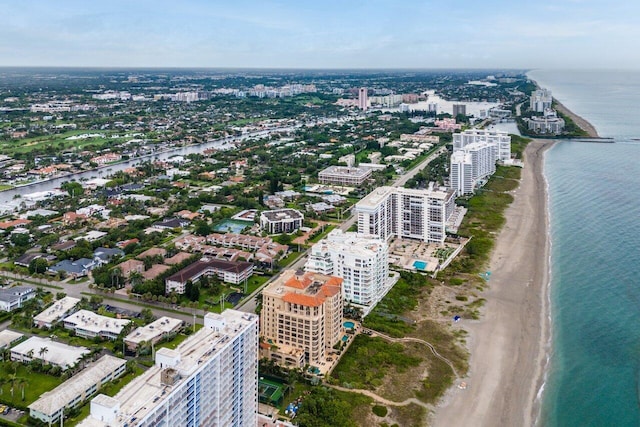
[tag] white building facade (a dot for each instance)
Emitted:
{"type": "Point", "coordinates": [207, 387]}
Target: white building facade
{"type": "Point", "coordinates": [500, 140]}
{"type": "Point", "coordinates": [211, 379]}
{"type": "Point", "coordinates": [540, 100]}
{"type": "Point", "coordinates": [362, 261]}
{"type": "Point", "coordinates": [406, 213]}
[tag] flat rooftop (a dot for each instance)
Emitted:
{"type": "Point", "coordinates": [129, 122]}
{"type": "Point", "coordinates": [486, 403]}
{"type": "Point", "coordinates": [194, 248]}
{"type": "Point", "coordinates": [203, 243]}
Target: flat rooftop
{"type": "Point", "coordinates": [51, 401]}
{"type": "Point", "coordinates": [57, 310]}
{"type": "Point", "coordinates": [90, 321]}
{"type": "Point", "coordinates": [374, 198]}
{"type": "Point", "coordinates": [146, 392]}
{"type": "Point", "coordinates": [7, 337]}
{"type": "Point", "coordinates": [57, 353]}
{"type": "Point", "coordinates": [355, 171]}
{"type": "Point", "coordinates": [159, 327]}
{"type": "Point", "coordinates": [280, 214]}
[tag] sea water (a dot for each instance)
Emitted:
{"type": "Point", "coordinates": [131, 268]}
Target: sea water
{"type": "Point", "coordinates": [593, 376]}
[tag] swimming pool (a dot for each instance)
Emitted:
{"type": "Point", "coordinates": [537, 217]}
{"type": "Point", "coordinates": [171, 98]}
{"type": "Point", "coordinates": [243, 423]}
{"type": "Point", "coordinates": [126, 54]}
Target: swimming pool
{"type": "Point", "coordinates": [420, 265]}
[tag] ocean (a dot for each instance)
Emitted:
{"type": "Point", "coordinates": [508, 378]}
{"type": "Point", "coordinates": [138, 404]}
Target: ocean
{"type": "Point", "coordinates": [593, 376]}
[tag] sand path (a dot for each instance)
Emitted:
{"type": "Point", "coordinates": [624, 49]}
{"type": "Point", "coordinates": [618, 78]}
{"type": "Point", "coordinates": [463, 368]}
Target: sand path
{"type": "Point", "coordinates": [508, 344]}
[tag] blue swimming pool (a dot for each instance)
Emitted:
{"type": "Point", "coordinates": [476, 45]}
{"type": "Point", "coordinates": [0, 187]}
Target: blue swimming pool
{"type": "Point", "coordinates": [420, 265]}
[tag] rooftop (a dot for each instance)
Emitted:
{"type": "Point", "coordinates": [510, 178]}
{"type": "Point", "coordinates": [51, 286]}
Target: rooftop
{"type": "Point", "coordinates": [159, 327]}
{"type": "Point", "coordinates": [57, 353]}
{"type": "Point", "coordinates": [51, 401]}
{"type": "Point", "coordinates": [57, 310]}
{"type": "Point", "coordinates": [304, 288]}
{"type": "Point", "coordinates": [146, 392]}
{"type": "Point", "coordinates": [7, 337]}
{"type": "Point", "coordinates": [280, 214]}
{"type": "Point", "coordinates": [90, 321]}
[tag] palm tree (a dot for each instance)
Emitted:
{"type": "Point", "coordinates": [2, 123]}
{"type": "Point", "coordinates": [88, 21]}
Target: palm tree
{"type": "Point", "coordinates": [22, 382]}
{"type": "Point", "coordinates": [43, 351]}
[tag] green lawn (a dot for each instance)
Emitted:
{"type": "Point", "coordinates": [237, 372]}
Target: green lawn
{"type": "Point", "coordinates": [111, 389]}
{"type": "Point", "coordinates": [37, 384]}
{"type": "Point", "coordinates": [368, 360]}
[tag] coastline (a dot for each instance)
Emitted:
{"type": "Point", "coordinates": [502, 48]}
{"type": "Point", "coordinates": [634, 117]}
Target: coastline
{"type": "Point", "coordinates": [578, 120]}
{"type": "Point", "coordinates": [509, 344]}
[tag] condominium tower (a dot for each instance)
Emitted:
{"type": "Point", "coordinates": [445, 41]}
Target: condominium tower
{"type": "Point", "coordinates": [406, 213]}
{"type": "Point", "coordinates": [501, 141]}
{"type": "Point", "coordinates": [301, 317]}
{"type": "Point", "coordinates": [540, 100]}
{"type": "Point", "coordinates": [361, 261]}
{"type": "Point", "coordinates": [470, 165]}
{"type": "Point", "coordinates": [211, 379]}
{"type": "Point", "coordinates": [363, 101]}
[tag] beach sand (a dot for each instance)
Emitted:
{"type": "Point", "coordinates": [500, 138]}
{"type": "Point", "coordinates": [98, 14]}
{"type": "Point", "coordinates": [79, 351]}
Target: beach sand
{"type": "Point", "coordinates": [582, 123]}
{"type": "Point", "coordinates": [508, 344]}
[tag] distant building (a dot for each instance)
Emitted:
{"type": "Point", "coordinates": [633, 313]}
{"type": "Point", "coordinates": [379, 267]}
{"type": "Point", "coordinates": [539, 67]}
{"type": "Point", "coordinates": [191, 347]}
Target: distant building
{"type": "Point", "coordinates": [301, 317]}
{"type": "Point", "coordinates": [281, 221]}
{"type": "Point", "coordinates": [211, 379]}
{"type": "Point", "coordinates": [363, 101]}
{"type": "Point", "coordinates": [361, 261]}
{"type": "Point", "coordinates": [153, 332]}
{"type": "Point", "coordinates": [550, 123]}
{"type": "Point", "coordinates": [459, 109]}
{"type": "Point", "coordinates": [58, 310]}
{"type": "Point", "coordinates": [48, 351]}
{"type": "Point", "coordinates": [87, 324]}
{"type": "Point", "coordinates": [405, 213]}
{"type": "Point", "coordinates": [13, 298]}
{"type": "Point", "coordinates": [51, 405]}
{"type": "Point", "coordinates": [501, 141]}
{"type": "Point", "coordinates": [540, 100]}
{"type": "Point", "coordinates": [227, 271]}
{"type": "Point", "coordinates": [475, 162]}
{"type": "Point", "coordinates": [345, 175]}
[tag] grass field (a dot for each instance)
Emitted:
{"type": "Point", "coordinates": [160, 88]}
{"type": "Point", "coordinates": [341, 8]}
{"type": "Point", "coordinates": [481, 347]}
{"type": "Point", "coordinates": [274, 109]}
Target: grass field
{"type": "Point", "coordinates": [37, 384]}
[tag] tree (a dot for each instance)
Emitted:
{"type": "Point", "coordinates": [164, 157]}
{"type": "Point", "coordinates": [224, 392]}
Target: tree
{"type": "Point", "coordinates": [38, 265]}
{"type": "Point", "coordinates": [43, 351]}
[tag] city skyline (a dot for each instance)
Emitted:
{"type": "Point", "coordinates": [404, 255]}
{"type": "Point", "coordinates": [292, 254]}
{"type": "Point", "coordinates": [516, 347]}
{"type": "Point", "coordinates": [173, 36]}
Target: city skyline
{"type": "Point", "coordinates": [283, 34]}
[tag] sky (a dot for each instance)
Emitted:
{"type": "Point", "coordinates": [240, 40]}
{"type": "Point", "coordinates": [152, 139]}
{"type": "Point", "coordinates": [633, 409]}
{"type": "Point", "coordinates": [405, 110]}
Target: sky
{"type": "Point", "coordinates": [517, 34]}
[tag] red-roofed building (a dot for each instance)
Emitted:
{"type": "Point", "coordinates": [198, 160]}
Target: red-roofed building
{"type": "Point", "coordinates": [14, 223]}
{"type": "Point", "coordinates": [301, 318]}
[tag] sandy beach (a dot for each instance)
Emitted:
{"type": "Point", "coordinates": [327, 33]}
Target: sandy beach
{"type": "Point", "coordinates": [508, 344]}
{"type": "Point", "coordinates": [582, 123]}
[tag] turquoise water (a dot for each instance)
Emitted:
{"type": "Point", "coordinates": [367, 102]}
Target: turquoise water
{"type": "Point", "coordinates": [594, 190]}
{"type": "Point", "coordinates": [420, 265]}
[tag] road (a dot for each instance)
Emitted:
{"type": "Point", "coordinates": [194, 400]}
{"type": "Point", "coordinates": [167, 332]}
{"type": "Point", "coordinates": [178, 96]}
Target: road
{"type": "Point", "coordinates": [81, 290]}
{"type": "Point", "coordinates": [249, 306]}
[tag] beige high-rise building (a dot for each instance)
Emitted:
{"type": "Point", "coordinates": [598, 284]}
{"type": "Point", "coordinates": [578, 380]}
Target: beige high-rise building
{"type": "Point", "coordinates": [301, 318]}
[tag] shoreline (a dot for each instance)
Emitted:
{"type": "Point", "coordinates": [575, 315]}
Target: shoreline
{"type": "Point", "coordinates": [509, 345]}
{"type": "Point", "coordinates": [581, 122]}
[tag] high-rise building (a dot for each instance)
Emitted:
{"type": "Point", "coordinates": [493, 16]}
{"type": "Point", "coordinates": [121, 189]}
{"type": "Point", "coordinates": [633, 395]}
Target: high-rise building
{"type": "Point", "coordinates": [211, 379]}
{"type": "Point", "coordinates": [500, 140]}
{"type": "Point", "coordinates": [361, 261]}
{"type": "Point", "coordinates": [363, 101]}
{"type": "Point", "coordinates": [469, 165]}
{"type": "Point", "coordinates": [301, 317]}
{"type": "Point", "coordinates": [461, 173]}
{"type": "Point", "coordinates": [459, 109]}
{"type": "Point", "coordinates": [540, 100]}
{"type": "Point", "coordinates": [406, 213]}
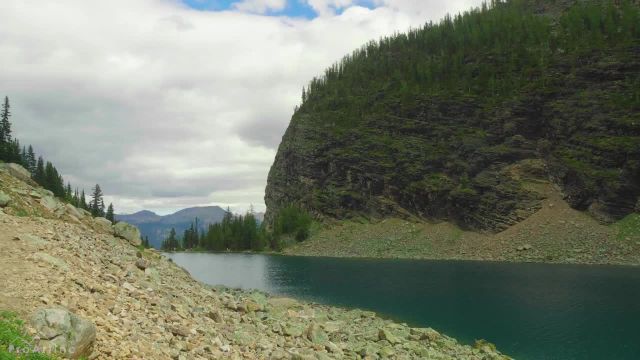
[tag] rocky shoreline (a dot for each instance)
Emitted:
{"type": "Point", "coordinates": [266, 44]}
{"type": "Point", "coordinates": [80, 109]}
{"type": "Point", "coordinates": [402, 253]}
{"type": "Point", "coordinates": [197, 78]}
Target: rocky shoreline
{"type": "Point", "coordinates": [556, 233]}
{"type": "Point", "coordinates": [143, 306]}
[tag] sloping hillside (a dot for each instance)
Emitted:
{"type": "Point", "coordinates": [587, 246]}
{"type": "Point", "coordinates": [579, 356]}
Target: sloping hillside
{"type": "Point", "coordinates": [136, 304]}
{"type": "Point", "coordinates": [427, 124]}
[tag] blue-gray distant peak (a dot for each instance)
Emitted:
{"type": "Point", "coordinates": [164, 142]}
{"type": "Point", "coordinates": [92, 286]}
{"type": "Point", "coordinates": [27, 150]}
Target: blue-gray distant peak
{"type": "Point", "coordinates": [157, 227]}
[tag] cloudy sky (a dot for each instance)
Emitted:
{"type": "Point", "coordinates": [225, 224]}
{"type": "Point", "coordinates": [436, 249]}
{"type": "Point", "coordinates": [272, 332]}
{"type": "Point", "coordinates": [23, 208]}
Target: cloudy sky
{"type": "Point", "coordinates": [175, 103]}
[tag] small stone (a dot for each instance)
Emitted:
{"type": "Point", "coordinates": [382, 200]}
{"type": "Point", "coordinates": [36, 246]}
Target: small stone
{"type": "Point", "coordinates": [4, 199]}
{"type": "Point", "coordinates": [384, 334]}
{"type": "Point", "coordinates": [61, 330]}
{"type": "Point", "coordinates": [215, 316]}
{"type": "Point", "coordinates": [179, 330]}
{"type": "Point", "coordinates": [316, 335]}
{"type": "Point", "coordinates": [128, 287]}
{"type": "Point", "coordinates": [142, 264]}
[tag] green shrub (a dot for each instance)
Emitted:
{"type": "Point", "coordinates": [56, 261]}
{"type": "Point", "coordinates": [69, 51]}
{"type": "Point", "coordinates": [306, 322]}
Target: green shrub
{"type": "Point", "coordinates": [15, 344]}
{"type": "Point", "coordinates": [292, 220]}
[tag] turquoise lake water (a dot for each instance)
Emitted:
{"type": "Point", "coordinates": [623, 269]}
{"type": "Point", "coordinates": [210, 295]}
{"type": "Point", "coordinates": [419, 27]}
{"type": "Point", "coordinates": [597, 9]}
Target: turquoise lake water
{"type": "Point", "coordinates": [530, 311]}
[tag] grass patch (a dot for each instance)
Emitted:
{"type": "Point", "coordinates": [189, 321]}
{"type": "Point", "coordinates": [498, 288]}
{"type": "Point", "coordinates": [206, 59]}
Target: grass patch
{"type": "Point", "coordinates": [629, 227]}
{"type": "Point", "coordinates": [15, 343]}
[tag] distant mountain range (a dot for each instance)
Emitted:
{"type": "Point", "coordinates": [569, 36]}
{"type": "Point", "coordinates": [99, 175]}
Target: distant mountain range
{"type": "Point", "coordinates": [157, 227]}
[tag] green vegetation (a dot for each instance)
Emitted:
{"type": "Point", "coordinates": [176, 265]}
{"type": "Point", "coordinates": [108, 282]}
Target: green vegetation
{"type": "Point", "coordinates": [629, 227]}
{"type": "Point", "coordinates": [494, 51]}
{"type": "Point", "coordinates": [242, 232]}
{"type": "Point", "coordinates": [15, 344]}
{"type": "Point", "coordinates": [44, 173]}
{"type": "Point", "coordinates": [294, 221]}
{"type": "Point", "coordinates": [427, 123]}
{"type": "Point", "coordinates": [235, 232]}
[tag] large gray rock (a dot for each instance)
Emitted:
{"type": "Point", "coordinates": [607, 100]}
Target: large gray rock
{"type": "Point", "coordinates": [104, 224]}
{"type": "Point", "coordinates": [71, 210]}
{"type": "Point", "coordinates": [18, 172]}
{"type": "Point", "coordinates": [4, 199]}
{"type": "Point", "coordinates": [50, 203]}
{"type": "Point", "coordinates": [127, 232]}
{"type": "Point", "coordinates": [63, 331]}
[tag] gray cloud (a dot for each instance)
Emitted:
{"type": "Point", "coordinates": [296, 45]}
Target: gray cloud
{"type": "Point", "coordinates": [168, 107]}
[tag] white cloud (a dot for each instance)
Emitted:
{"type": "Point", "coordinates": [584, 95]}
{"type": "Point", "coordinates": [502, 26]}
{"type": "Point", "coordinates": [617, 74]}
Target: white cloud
{"type": "Point", "coordinates": [260, 6]}
{"type": "Point", "coordinates": [167, 107]}
{"type": "Point", "coordinates": [329, 7]}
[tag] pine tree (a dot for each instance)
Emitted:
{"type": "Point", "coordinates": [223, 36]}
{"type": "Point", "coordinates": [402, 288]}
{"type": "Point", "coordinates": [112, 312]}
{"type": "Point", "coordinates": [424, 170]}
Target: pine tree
{"type": "Point", "coordinates": [110, 214]}
{"type": "Point", "coordinates": [171, 243]}
{"type": "Point", "coordinates": [68, 194]}
{"type": "Point", "coordinates": [39, 175]}
{"type": "Point", "coordinates": [5, 130]}
{"type": "Point", "coordinates": [31, 161]}
{"type": "Point", "coordinates": [83, 201]}
{"type": "Point", "coordinates": [96, 207]}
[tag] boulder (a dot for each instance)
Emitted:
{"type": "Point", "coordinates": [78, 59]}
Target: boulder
{"type": "Point", "coordinates": [49, 202]}
{"type": "Point", "coordinates": [127, 232]}
{"type": "Point", "coordinates": [4, 199]}
{"type": "Point", "coordinates": [142, 264]}
{"type": "Point", "coordinates": [316, 335]}
{"type": "Point", "coordinates": [71, 210]}
{"type": "Point", "coordinates": [384, 334]}
{"type": "Point", "coordinates": [63, 331]}
{"type": "Point", "coordinates": [18, 172]}
{"type": "Point", "coordinates": [52, 260]}
{"type": "Point", "coordinates": [104, 224]}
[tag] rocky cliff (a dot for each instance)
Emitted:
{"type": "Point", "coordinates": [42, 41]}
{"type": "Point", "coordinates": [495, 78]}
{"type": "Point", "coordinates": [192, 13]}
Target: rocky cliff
{"type": "Point", "coordinates": [451, 121]}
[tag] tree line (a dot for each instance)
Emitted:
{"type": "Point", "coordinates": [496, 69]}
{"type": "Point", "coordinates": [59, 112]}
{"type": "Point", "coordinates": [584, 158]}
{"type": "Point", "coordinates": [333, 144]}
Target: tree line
{"type": "Point", "coordinates": [488, 51]}
{"type": "Point", "coordinates": [242, 232]}
{"type": "Point", "coordinates": [44, 173]}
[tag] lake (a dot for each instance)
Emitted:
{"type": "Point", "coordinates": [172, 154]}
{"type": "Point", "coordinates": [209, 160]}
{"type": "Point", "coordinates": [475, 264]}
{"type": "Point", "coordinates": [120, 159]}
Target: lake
{"type": "Point", "coordinates": [530, 311]}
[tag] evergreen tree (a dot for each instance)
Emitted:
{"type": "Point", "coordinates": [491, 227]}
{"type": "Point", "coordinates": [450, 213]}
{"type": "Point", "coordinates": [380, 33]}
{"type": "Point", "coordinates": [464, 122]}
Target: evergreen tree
{"type": "Point", "coordinates": [68, 194]}
{"type": "Point", "coordinates": [39, 175]}
{"type": "Point", "coordinates": [96, 207]}
{"type": "Point", "coordinates": [31, 161]}
{"type": "Point", "coordinates": [83, 201]}
{"type": "Point", "coordinates": [110, 214]}
{"type": "Point", "coordinates": [5, 130]}
{"type": "Point", "coordinates": [171, 243]}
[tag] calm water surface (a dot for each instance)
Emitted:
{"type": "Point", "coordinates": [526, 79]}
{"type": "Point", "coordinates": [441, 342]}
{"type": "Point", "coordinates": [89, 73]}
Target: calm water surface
{"type": "Point", "coordinates": [530, 311]}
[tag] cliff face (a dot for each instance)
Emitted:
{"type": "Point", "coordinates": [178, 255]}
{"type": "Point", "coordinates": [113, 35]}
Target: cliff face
{"type": "Point", "coordinates": [462, 149]}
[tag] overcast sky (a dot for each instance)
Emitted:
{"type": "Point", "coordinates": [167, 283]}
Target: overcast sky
{"type": "Point", "coordinates": [170, 104]}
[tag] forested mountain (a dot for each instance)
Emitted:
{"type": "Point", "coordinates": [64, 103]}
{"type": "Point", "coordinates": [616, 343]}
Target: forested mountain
{"type": "Point", "coordinates": [157, 227]}
{"type": "Point", "coordinates": [447, 121]}
{"type": "Point", "coordinates": [44, 173]}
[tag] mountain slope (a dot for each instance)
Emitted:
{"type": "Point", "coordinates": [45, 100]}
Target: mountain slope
{"type": "Point", "coordinates": [429, 124]}
{"type": "Point", "coordinates": [157, 227]}
{"type": "Point", "coordinates": [143, 306]}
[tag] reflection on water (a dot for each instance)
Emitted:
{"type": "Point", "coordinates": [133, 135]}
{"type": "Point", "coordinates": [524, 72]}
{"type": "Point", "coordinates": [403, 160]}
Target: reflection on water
{"type": "Point", "coordinates": [531, 311]}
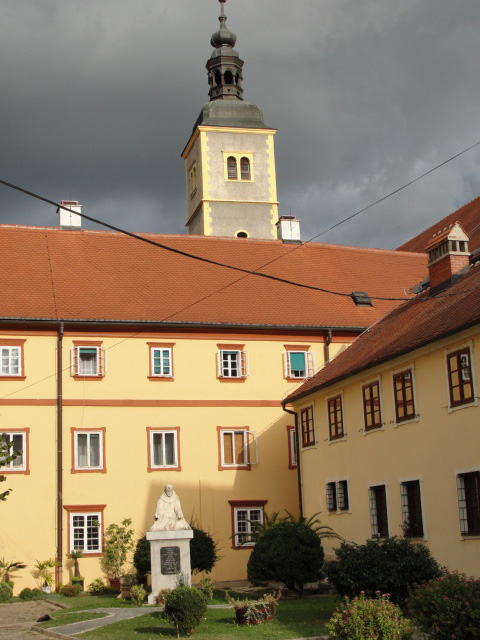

·····

» **YOUR TASK**: Rewrite every line of the data from the line containing "[tag] reflection on" through the end of the data, keeping both ends, and add 48 to each coordinate of the points listed after "Target". Leave the pictures out.

» **RESPONSE FOR THIS EXERCISE**:
[tag] reflection on water (a dot for each instance)
Emitted:
{"type": "Point", "coordinates": [133, 135]}
{"type": "Point", "coordinates": [524, 72]}
{"type": "Point", "coordinates": [403, 160]}
Target: reflection on water
{"type": "Point", "coordinates": [579, 359]}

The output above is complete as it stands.